Records from an annotation dataset:
start

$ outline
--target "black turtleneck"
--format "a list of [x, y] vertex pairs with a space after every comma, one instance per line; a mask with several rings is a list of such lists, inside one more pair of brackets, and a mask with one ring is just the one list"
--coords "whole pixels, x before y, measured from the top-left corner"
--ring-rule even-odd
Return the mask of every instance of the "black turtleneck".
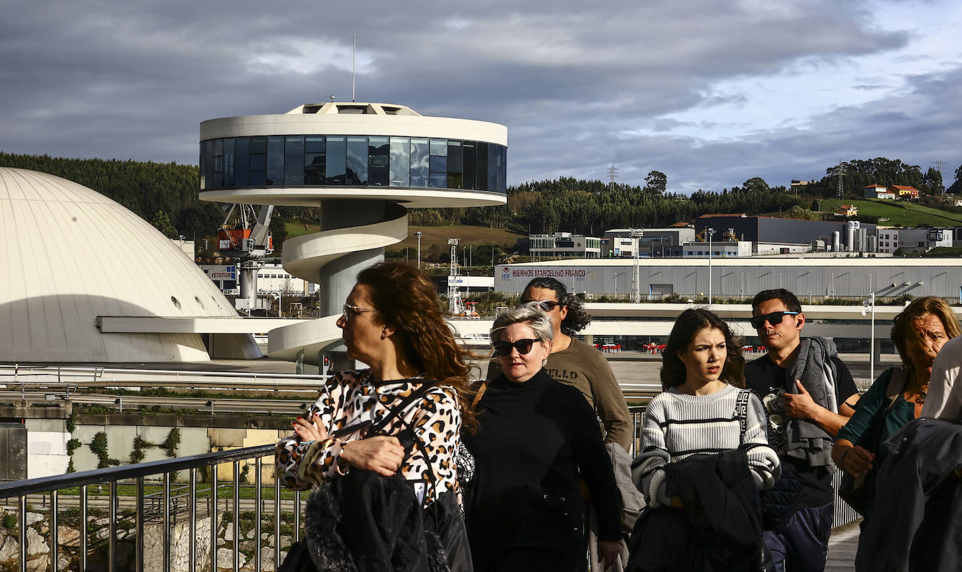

end

• **Goal**: Output every line of the records above verbatim, omitting the pictures.

• **Solution to this exercise**:
$ outline
--target "black turtleneck"
--format "a list of [x, y] vertex pairs with a space after every comma, one instance per line; a mask with several rings is a list of such lists, inside one more pair of brackets, and a mask with one ring is just the one list"
--coords "whole pixels, x before y, measured from the top-left corner"
--ring-rule even-odd
Return the mask of every instance of the "black turtleneck".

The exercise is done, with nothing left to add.